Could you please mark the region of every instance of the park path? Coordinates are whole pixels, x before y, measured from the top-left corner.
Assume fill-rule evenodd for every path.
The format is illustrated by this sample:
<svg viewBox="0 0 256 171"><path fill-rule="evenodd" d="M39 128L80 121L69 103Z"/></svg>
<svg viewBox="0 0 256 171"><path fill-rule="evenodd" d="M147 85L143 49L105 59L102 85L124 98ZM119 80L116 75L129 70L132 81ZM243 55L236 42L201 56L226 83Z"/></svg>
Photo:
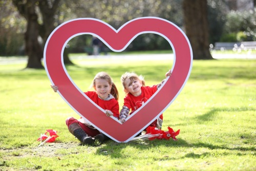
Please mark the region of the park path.
<svg viewBox="0 0 256 171"><path fill-rule="evenodd" d="M214 54L212 56L217 59L256 59L256 54ZM98 56L81 56L71 57L71 59L120 59L120 58L127 60L173 60L173 54L138 54L138 55L98 55ZM0 65L11 63L26 63L28 59L24 57L0 57Z"/></svg>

--------

◆ What is expected ◆
Please put every line of the material above into a Markdown table with two columns, No. and Line, numbering each row and skipping blank lines. Leave the pictures out.

◆ Final answer ◆
| No. | Line |
|---|---|
| 1 | Could you please mark the region of every instance of the park path? Coordinates are whole pixels, x before y, measured from the top-left corner. |
| 2 | Assume fill-rule evenodd for every path. |
| 3 | The format is illustrated by this sample: |
| 4 | <svg viewBox="0 0 256 171"><path fill-rule="evenodd" d="M39 128L80 121L69 103Z"/></svg> |
| 5 | <svg viewBox="0 0 256 171"><path fill-rule="evenodd" d="M147 85L143 49L105 59L102 85L124 98ZM119 80L116 75L129 70L132 81ZM243 55L236 42L201 56L226 83Z"/></svg> |
| 6 | Photo: |
| 7 | Please mark the region of the park path. |
| 8 | <svg viewBox="0 0 256 171"><path fill-rule="evenodd" d="M214 54L212 56L217 59L256 59L256 54ZM98 56L81 56L71 57L71 59L120 59L120 58L127 60L173 60L173 54L138 54L138 55L98 55ZM0 65L11 63L26 63L28 59L24 57L0 57Z"/></svg> |